- [Supplied passage]
.....

So you want to get organized. Where do you even start?

To be organized means to be purposefully prepared.

The best preparation for the work of organization is to declutter: declutter stuff, declutter life, declutter your head.

Organizing starts with decluttering, but decluttering is actually a much bigger job than simply clearing out closets.

Here’s how to declutter your home – and also your head.

So you want to get organized? Start with decluttering! How to declutter your home in simple, straightforward steps that take real life into account.

The Containers: Declutter your home & head

Decluttering is one of those processes that makes things worse before it’s better. It’s moving stuff around and sorting and deciding, and before you can do that, you need designated places for the decluttered stuff. Here are the containers you should set up before you begin.

Inbox

An inbox is a temporary holding place for stuff. While you’re in the process of decluttering, you’ll want an inbox for stuff to sort through later, and that’s an inbox.

Nothing belongs in the inbox – it is simply a place to put things until you can deal with them. It might be a bag for stuff collected from the car. It might be a magazine holder for mail and paperwork. It might be a box or even whole shelves in a back room while you declutter the living areas of your home.

Calendar

Your calendar is a container for events and appointments. You need it handy and you need it accurate. A calendar is one of the most important tools for an organized life.

Related: Learn the 5 rules of an accurate, useful calendar.

To-Do List

Your to-do list is also a container. It’s where tasks and ideas go so you can do them later and not forget. Whether you keep your to-do list on an app, in a notebook, or on a scrap of envelope, do make sure you have a place for your collected tasks to go.

Related: How to choose a task management app

How to declutter your home? It starts with the right containers, ready for the stuff you’ll collect and process.

The Process: Declutter your home & head

How to declutter your home? It starts by creating a blank slate.

The decluttering process, regardless of what you’re decluttering, consists of the same steps:

  1. Empty the space completely. If you’re decluttering a closet, pull everything out. If you’re decluttering your head, spill it all out onto paper. If you’re decluttering a drawer, empty it. If you’re decluttering your schedule, start with a clean slate. Even if something you pull out is something you know will go back in, you’ll have better results if you start with an empty space.
  2. Put each item back intentionally. Only put back in the empty space what you want to live there.
  3. Discard whatever you can. As you go, always toss whatever you can – decluttering is getting rid of the excess and the accumulated junk. Crayon bits, plastic bits, whatever bits – as you find them, toss them. Also have a bag at hand to collect things to donate to Goodwill, so you can discard what you don’t need without throwing away items that still have life in them.

.....

- [Short task A] According to the decluttering article, what is the first step of the decluttering process?

.....

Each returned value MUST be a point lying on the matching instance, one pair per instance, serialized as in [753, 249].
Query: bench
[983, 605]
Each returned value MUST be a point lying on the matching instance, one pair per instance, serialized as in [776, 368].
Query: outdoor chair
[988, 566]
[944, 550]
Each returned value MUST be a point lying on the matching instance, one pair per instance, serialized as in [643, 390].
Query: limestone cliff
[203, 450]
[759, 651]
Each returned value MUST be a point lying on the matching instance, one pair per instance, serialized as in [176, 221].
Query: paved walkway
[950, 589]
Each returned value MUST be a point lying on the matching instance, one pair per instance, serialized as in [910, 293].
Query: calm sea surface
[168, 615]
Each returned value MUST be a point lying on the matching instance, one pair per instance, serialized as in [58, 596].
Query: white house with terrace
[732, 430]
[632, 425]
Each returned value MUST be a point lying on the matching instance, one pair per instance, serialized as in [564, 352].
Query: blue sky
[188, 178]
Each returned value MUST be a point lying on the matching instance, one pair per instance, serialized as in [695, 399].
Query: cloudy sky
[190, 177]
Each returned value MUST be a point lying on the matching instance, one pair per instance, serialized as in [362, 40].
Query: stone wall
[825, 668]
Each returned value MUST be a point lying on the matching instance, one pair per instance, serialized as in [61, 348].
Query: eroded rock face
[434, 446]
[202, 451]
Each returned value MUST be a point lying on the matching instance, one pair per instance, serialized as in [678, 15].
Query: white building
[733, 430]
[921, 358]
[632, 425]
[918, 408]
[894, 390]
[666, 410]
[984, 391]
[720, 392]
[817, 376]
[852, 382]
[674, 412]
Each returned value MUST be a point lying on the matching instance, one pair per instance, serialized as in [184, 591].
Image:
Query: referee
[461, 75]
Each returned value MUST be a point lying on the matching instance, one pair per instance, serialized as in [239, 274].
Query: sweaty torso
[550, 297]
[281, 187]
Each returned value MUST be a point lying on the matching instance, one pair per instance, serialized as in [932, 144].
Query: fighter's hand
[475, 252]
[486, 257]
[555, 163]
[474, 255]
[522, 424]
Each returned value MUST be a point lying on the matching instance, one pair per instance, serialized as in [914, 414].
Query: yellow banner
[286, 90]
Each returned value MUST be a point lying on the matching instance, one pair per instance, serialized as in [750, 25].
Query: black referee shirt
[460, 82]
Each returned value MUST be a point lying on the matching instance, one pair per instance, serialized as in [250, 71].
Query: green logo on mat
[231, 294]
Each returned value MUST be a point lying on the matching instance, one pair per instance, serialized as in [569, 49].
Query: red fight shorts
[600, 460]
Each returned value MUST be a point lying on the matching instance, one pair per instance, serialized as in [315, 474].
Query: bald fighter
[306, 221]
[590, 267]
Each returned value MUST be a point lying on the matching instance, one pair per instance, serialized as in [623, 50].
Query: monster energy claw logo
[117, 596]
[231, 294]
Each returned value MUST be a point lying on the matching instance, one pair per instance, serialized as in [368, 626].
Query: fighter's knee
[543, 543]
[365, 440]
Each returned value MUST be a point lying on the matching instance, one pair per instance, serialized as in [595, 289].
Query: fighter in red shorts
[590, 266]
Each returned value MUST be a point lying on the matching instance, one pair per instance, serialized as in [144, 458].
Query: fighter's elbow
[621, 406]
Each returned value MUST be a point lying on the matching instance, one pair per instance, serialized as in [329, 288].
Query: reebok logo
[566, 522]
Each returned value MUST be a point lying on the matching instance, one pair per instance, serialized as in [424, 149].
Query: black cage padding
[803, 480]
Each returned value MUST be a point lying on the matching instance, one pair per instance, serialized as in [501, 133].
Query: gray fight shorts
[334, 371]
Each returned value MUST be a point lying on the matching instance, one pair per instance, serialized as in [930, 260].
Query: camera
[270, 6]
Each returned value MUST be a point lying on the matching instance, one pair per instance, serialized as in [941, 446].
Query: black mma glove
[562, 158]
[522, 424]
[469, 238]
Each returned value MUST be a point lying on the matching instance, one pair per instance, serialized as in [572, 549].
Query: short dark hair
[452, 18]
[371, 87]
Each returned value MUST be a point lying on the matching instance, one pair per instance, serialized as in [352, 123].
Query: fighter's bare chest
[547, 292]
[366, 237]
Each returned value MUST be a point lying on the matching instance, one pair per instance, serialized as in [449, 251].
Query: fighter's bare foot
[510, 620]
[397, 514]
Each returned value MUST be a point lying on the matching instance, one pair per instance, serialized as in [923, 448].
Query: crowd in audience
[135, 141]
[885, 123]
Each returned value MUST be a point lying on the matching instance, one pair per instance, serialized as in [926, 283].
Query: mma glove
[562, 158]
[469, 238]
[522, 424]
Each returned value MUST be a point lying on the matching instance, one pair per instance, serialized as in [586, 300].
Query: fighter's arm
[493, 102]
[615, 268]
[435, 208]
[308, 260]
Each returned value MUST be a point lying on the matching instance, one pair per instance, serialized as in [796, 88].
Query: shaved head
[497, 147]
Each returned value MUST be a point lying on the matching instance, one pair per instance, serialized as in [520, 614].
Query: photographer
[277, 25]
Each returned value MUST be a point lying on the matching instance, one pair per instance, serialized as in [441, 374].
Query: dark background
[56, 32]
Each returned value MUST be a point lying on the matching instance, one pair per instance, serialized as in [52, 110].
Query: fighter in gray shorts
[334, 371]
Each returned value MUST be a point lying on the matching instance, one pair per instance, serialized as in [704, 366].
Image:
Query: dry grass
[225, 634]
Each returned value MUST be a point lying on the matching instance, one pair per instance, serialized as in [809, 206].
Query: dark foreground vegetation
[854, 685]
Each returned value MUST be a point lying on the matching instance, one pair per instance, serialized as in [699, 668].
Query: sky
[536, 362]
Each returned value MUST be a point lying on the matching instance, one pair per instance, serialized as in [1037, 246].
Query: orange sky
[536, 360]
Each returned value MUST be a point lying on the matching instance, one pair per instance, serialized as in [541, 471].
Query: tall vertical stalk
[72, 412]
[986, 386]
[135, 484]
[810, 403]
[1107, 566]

.....

- [Short task B] Copy out each line in the records that contains the string "referee".

- [Task result A] Empty the space completely.

- [Task result B]
Query: referee
Query: black referee shirt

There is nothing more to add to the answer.